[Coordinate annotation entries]
★ ★ ★
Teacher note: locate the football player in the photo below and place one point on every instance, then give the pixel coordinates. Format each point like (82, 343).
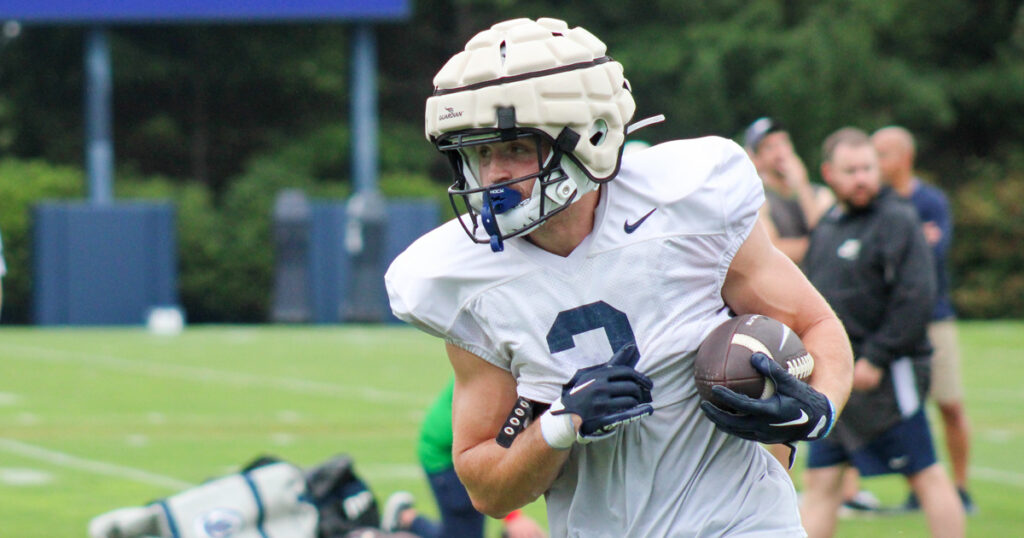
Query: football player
(596, 280)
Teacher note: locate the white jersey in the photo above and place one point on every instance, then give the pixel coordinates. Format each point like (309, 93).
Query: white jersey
(650, 272)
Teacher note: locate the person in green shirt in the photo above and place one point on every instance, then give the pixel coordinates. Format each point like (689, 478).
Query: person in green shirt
(458, 515)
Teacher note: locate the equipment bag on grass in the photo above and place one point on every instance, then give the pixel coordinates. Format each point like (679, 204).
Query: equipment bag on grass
(268, 498)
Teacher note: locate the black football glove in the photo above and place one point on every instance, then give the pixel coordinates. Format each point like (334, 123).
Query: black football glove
(606, 396)
(795, 412)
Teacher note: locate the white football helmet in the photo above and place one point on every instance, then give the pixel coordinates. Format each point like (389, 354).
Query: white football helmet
(529, 79)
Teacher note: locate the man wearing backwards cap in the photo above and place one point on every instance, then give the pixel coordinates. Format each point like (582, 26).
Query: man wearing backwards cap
(794, 204)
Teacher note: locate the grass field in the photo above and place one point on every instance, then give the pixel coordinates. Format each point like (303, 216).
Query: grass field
(95, 419)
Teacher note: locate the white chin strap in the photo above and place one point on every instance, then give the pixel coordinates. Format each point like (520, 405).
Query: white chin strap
(574, 184)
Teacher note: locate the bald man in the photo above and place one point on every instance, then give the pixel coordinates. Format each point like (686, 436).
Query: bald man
(897, 151)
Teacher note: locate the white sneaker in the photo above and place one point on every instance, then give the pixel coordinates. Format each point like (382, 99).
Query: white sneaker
(398, 501)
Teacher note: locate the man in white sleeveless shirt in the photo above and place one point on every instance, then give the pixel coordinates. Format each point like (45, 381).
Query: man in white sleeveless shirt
(587, 309)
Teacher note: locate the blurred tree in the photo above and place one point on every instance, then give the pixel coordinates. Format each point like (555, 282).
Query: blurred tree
(222, 105)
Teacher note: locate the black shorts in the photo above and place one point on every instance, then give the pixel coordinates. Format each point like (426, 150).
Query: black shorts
(903, 449)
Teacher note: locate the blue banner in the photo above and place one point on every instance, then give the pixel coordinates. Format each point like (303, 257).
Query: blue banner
(200, 10)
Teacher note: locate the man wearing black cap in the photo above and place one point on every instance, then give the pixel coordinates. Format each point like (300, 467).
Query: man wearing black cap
(794, 204)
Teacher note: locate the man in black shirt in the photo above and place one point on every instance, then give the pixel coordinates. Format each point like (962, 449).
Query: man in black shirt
(869, 259)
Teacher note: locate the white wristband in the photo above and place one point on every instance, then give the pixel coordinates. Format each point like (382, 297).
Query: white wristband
(558, 430)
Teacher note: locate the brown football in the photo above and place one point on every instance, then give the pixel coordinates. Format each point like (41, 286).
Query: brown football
(724, 357)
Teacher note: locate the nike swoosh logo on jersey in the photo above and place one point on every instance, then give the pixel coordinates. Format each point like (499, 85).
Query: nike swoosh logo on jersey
(577, 388)
(629, 229)
(802, 419)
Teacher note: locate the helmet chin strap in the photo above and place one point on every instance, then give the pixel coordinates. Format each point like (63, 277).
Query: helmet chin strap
(496, 202)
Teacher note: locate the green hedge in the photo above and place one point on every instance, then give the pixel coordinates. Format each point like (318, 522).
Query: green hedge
(988, 243)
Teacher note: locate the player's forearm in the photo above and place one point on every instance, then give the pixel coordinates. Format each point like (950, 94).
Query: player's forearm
(833, 376)
(501, 480)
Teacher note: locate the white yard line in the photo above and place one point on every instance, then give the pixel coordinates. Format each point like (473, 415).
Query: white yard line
(380, 471)
(97, 467)
(193, 373)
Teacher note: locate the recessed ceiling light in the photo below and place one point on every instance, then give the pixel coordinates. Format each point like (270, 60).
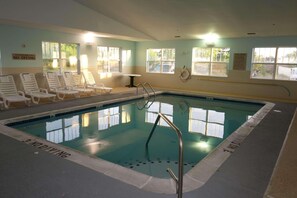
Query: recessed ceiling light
(251, 33)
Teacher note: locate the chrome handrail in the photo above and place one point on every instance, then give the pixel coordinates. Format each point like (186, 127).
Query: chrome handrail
(179, 180)
(145, 89)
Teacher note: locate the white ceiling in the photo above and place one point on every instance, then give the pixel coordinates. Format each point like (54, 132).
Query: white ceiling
(189, 19)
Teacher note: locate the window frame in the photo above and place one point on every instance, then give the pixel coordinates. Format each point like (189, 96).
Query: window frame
(161, 61)
(210, 62)
(59, 67)
(274, 63)
(108, 60)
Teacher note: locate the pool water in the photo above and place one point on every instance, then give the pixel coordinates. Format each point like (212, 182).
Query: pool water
(118, 132)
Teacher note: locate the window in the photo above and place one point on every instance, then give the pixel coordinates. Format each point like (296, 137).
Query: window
(210, 61)
(278, 63)
(60, 56)
(160, 60)
(108, 59)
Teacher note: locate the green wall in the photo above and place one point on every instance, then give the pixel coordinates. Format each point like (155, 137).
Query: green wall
(15, 39)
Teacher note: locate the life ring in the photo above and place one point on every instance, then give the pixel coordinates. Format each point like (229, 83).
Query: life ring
(185, 74)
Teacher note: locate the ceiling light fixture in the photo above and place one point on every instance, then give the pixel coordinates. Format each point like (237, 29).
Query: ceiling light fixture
(210, 39)
(89, 38)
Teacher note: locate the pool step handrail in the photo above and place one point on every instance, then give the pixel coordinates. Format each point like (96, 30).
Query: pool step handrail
(178, 180)
(143, 85)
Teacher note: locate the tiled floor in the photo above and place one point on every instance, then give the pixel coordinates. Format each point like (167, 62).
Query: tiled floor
(26, 171)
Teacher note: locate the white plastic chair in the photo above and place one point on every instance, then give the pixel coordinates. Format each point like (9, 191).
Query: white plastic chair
(9, 93)
(73, 83)
(56, 87)
(91, 83)
(31, 88)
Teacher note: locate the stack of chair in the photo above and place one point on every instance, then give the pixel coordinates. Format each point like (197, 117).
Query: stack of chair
(32, 89)
(9, 93)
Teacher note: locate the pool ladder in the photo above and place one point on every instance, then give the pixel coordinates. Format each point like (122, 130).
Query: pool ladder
(178, 180)
(148, 94)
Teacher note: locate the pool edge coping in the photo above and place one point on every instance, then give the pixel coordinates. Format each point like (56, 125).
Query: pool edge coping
(193, 179)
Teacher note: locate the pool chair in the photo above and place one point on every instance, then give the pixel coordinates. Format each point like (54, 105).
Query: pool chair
(31, 88)
(56, 87)
(90, 82)
(9, 93)
(72, 82)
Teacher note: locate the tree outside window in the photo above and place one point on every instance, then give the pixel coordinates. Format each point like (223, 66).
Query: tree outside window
(276, 63)
(210, 61)
(60, 57)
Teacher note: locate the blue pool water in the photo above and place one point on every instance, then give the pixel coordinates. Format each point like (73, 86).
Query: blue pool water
(118, 132)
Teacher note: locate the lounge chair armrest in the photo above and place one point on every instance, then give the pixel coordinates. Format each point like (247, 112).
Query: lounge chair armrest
(69, 87)
(21, 93)
(43, 90)
(101, 85)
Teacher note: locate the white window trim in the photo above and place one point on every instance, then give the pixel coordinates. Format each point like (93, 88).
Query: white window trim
(210, 62)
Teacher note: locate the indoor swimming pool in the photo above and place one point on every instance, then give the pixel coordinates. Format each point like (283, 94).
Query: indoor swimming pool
(116, 135)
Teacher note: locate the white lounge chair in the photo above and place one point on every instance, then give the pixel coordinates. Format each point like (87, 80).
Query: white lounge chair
(91, 83)
(32, 89)
(72, 83)
(56, 87)
(9, 92)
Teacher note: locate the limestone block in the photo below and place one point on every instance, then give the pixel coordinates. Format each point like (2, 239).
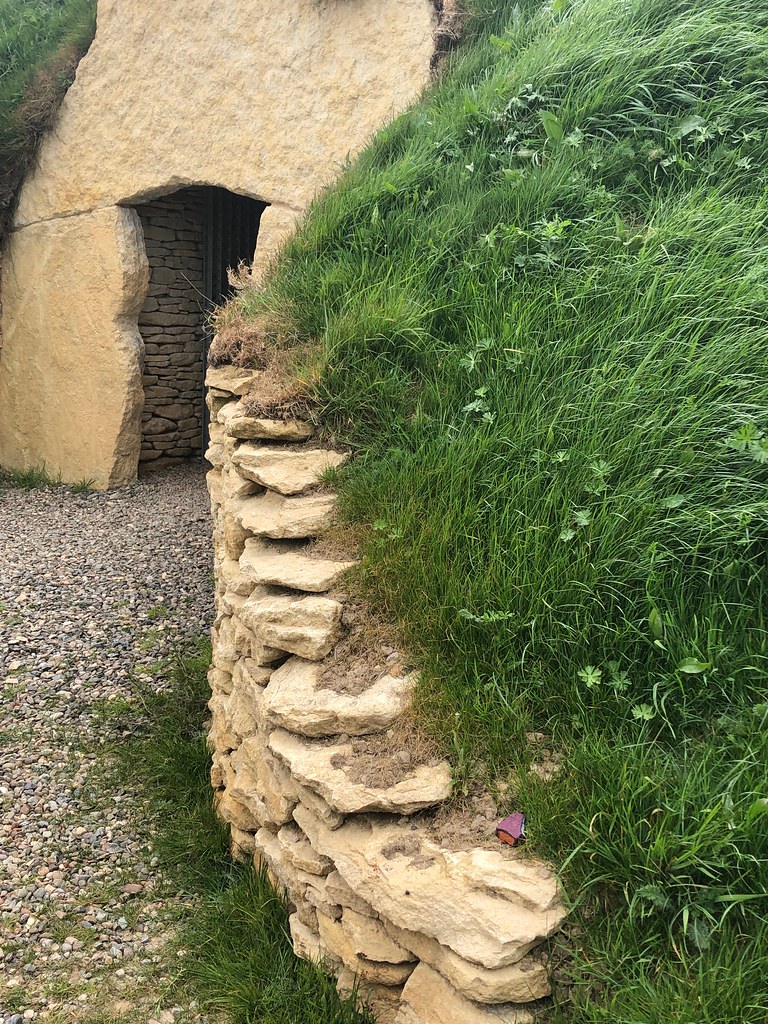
★ ★ ★
◆ Problem description: Reproduce the items verbatim, starting at the line containing "Teacher note: locate the white window" and continuing through the end of the items. Omit any pictures from the output.

◆ Result for this exercise:
Teacher note: locate the white window trim in the photo above and place one point on every instance, then give the pixel coordinates. Format each point like (93, 88).
Query: white window trim
(210, 62)
Teacher note: locate the indoor swimming pool in the photo above and place one point on every instance, then give the pixel coordinates. Format each point like (283, 94).
Query: indoor swimming pool
(116, 135)
Teacher note: locate the white lounge chair in the photo above and place one point on every instance, then give the pixel coordinates. Format each point like (87, 80).
Query: white lounge chair
(91, 83)
(32, 89)
(72, 83)
(56, 87)
(9, 92)
Teacher note: locate the limestone block in the photo below and place one point on every instance, then give the pixel coordinates. Format each point like (2, 239).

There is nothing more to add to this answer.